## Problems
1 - Using the No Loose Strands page below, please answer these:
(a) During which period did the SLRA Women's Group meet weekly online?
(b) What must participants have to take part in the Chilean arpilleras workshop?
(c) Which fund pays for the 'Preserving and Promoting Herstories' project?
2 - From the dated schedule on the No Loose Strands page below, list every event run with Halina Edwards. Give the date, title and venue of each.

Feminist Library WHM – NO Loose Strands
We Are A Group Of Excellent Women is an exhibition and programme of public events. A large scale patchwork quilt by SLRA’s Womens Group is on display, accompanied by a zine featuring interviews, photographs and poetry. Between April 2020 and July 2021 the group met weekly online to support and care for each other, be creative and organise for change. The exhibition also includes original zines, periodicals and posters from The Feminist Library collection that focus on women’s migration.
6th March, 1pm – 4.30pm – Banner-Making @The Feminist Library with Halina Edwards
9th March, 7pm – Arpilleras Online Workshop @ Zoom with Daniela Pizarro Torres
12th March, 1pm – 4.30pm – Banner-Making @ South London Gallery with Halina Edwards
13th March, 1pm – 4.30pm – Embroidery of Bookshelves’ Canvases @The Feminist Library with Halina Edwards
15th March, 7pm – 9pm – Talk on Women in Museums and Archives @Zoom with the Spanish Bookclub.
2nd April, 4pm – The Shoplifter’s Clothes @The Feminist Library with Silvia Bomdardini
As part of our programme, we have collaborated with textile artist Halina Edwards, who will be running a series of workshops across South London Gallery and the Feminist Library, teaching banner making and embroidery. As part of Halina’s work she will be leading a workshop inviting the public to embroider the Library’s canvas bookshelf covers, to remain in the Library as a permanent piece of community art. Members of the Feminist Library collective will be holding embroidery workshops/stitch-a-longs throughout the month, when they will be embroidering on those same bookshelf covers and teaching members of the public textile techniques.
Daniella Pizarro Torres will hold an online workshop on creating Chilean arpilleras, as testimonies of living memory (participants will need to have a needle, threads and pieces of fabric in order to participate).
The Feminist Library’s Spanish Book Club will hold a puppet-making workshop, which will take place on the 19th of March in the Library.
Silvia Bombardini will hold a participatory talk on women’s clothes as sartorial technologies and how these were complicit in acts of shoplifting in the early 20th century.
Artists who will be exhibited
Christina Mitrentse
Hannah Hill
Harriet Hill
Holly Cooper
Johanna de Verdier
Katerina Mimikou
Katrine Skovsgaard
Natasha Eves
Rachael House
Raisa Kabir
Rita Keegan
SLRA Women’s Group
Vittorio/a Camila Vilela Cogorno
About the Project
No Loose Strands is part of the Feminist Library’s ‘Preserving and Promoting Herstories’ project, funded by The National Lottery Heritage Fund. The Feminist Library will exhibit works by invited artists and also create pieces of textile art during community workshops throughout the month. The exhibition will feature quilts, banners and embroidered pieces as well as books, zines and journals from the Library’s collection, alongside new works created during workshops to be hung permanently as part of the fabric of the Library.

## Data
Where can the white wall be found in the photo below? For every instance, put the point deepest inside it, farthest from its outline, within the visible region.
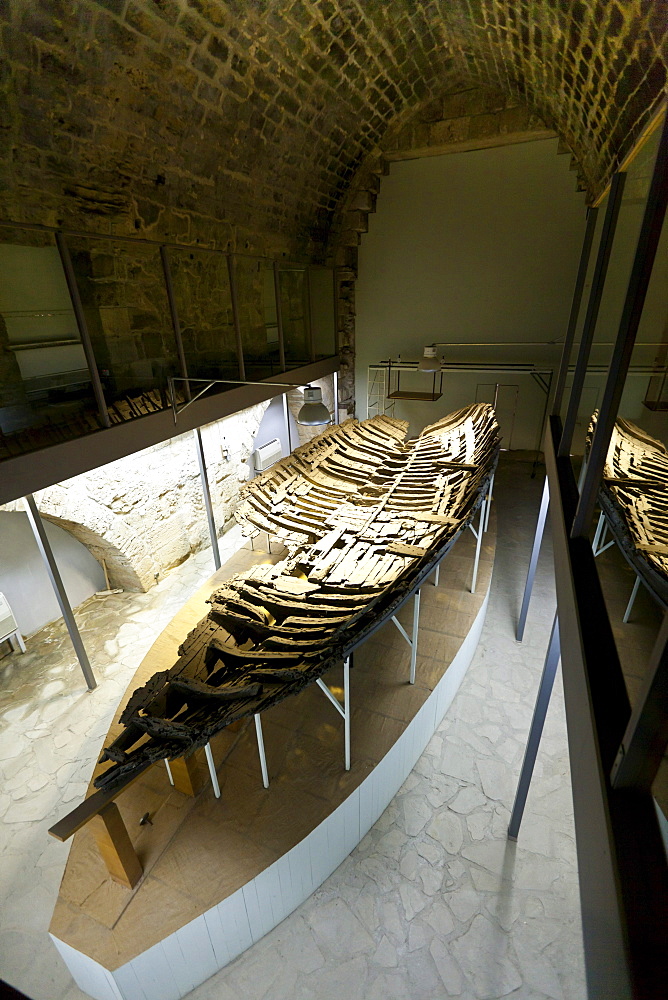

## Expected answers
1 -
(a) Between April 2020 and July 2021.
(b) A needle, threads and pieces of fabric.
(c) The National Lottery Heritage Fund.

2 -
- 6th March: Banner-Making, The Feminist Library
- 12th March: Banner-Making, South London Gallery
- 13th March: Embroidery of Bookshelves' Canvases, The Feminist Library